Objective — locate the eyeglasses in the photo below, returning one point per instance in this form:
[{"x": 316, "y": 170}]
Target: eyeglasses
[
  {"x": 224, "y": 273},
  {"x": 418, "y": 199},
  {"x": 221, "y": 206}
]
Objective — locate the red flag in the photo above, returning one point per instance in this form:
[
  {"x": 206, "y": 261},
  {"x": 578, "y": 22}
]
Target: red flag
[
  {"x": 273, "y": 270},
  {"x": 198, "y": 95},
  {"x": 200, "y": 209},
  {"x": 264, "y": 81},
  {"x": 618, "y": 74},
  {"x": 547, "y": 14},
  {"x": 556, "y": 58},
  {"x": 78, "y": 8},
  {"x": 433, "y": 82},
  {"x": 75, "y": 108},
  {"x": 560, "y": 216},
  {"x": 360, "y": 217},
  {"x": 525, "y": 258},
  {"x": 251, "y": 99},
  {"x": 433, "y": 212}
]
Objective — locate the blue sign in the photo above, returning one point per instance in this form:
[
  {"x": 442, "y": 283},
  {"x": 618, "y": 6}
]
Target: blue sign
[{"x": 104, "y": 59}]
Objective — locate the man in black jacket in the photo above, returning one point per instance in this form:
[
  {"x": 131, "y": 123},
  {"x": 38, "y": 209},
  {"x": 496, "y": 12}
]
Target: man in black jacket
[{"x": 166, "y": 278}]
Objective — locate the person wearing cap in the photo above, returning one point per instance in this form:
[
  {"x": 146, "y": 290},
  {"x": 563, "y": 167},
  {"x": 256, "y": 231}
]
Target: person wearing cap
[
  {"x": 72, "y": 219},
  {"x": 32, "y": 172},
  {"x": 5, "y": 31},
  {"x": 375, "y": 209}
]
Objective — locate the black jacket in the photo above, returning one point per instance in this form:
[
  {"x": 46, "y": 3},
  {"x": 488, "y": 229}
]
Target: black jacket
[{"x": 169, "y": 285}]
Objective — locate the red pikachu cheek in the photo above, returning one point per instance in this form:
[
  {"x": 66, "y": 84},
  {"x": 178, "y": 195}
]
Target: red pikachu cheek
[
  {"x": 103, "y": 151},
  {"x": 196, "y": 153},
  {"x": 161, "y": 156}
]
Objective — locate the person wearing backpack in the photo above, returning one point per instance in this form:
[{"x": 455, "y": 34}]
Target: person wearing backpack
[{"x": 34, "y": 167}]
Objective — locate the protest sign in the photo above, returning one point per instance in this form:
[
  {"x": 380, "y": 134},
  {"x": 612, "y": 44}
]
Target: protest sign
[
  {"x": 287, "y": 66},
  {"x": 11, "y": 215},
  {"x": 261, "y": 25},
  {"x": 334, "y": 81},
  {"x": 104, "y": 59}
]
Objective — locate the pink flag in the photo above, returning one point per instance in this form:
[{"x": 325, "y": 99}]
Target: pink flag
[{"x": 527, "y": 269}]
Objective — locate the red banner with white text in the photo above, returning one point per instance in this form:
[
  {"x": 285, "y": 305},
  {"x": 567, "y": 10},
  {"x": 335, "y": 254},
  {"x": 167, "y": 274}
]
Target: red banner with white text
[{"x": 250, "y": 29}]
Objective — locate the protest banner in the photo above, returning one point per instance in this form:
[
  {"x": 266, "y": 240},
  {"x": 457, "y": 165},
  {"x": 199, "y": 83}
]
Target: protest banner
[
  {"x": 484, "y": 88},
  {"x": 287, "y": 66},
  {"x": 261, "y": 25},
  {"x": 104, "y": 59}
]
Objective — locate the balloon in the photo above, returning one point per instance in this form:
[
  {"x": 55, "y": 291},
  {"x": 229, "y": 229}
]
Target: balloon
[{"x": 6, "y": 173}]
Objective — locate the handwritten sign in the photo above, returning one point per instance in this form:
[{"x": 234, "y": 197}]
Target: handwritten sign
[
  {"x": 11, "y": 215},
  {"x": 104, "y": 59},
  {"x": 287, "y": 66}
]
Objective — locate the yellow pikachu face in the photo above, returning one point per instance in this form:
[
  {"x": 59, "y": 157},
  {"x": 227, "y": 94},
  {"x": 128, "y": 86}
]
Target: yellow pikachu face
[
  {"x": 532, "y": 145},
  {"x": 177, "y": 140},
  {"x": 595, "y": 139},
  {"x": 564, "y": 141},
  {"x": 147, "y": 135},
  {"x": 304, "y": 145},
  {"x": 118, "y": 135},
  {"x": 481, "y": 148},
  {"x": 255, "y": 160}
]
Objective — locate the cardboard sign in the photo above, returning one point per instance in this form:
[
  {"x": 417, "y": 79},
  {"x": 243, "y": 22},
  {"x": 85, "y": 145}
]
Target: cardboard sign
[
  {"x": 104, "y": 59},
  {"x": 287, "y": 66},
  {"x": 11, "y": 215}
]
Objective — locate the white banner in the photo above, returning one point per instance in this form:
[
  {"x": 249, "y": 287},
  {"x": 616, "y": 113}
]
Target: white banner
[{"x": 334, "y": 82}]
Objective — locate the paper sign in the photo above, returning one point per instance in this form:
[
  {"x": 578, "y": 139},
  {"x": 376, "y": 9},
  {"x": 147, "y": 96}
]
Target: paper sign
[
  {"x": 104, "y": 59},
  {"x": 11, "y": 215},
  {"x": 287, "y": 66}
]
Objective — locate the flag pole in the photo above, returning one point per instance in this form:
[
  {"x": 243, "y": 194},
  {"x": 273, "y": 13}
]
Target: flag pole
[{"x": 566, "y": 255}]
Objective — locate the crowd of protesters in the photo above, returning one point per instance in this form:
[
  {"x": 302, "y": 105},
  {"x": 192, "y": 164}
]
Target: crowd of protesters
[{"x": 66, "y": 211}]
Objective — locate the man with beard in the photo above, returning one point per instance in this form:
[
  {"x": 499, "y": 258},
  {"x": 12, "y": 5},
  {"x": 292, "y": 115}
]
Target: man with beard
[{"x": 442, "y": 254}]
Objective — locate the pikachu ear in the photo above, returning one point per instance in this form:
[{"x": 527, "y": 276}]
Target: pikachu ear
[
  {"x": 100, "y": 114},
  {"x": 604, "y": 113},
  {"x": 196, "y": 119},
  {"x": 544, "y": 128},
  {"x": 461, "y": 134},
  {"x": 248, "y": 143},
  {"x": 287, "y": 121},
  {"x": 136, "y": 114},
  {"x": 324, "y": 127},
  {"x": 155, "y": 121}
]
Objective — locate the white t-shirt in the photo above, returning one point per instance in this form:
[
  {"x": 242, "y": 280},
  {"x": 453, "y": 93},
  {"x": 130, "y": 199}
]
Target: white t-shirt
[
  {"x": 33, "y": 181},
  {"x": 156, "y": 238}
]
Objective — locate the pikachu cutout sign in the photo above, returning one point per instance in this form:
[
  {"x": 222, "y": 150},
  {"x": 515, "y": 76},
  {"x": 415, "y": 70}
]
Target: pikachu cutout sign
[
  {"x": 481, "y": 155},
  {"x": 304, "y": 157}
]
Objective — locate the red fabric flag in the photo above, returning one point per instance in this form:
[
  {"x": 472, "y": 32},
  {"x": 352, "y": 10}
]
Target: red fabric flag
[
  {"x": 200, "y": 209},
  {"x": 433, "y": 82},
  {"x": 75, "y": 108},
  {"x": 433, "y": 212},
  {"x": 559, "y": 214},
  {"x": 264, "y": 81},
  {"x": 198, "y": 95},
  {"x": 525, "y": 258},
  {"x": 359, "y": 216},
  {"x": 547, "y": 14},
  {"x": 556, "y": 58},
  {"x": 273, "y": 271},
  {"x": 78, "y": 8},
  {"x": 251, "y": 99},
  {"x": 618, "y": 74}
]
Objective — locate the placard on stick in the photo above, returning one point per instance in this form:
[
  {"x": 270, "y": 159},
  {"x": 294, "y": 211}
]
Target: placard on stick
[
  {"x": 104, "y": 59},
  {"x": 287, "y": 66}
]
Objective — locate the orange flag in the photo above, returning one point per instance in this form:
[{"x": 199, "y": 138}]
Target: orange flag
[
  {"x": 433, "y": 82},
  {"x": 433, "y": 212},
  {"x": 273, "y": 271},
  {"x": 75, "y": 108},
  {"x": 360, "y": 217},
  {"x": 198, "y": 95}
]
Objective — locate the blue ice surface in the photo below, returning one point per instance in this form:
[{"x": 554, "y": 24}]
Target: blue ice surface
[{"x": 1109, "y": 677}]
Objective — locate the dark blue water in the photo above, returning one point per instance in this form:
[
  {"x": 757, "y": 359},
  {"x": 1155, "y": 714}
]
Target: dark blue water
* * *
== What you should do ==
Reproduce the rows above word for word, starting at the line containing "Objective — locate the placard" and ending with the last line of the rows.

== Expected answer ==
Objective — locate the placard on stick in the photo above, returning one point per instance in this form:
[
  {"x": 270, "y": 159},
  {"x": 294, "y": 211}
]
Target: placard on stick
[
  {"x": 104, "y": 59},
  {"x": 287, "y": 66}
]
Objective — locate the orange flag in the photo above, returning one point per instance in this form:
[{"x": 199, "y": 138}]
Target: orange flag
[
  {"x": 433, "y": 82},
  {"x": 433, "y": 212},
  {"x": 273, "y": 271},
  {"x": 75, "y": 108},
  {"x": 360, "y": 217},
  {"x": 198, "y": 95}
]
Objective — locate the blue ice surface in the photo below, returning one point per instance in this form:
[{"x": 554, "y": 24}]
Target: blue ice surface
[{"x": 1109, "y": 677}]
Objective — locate the dark blue water in the photo above, returning one point per instance in this form:
[
  {"x": 757, "y": 359},
  {"x": 1155, "y": 714}
]
Target: dark blue water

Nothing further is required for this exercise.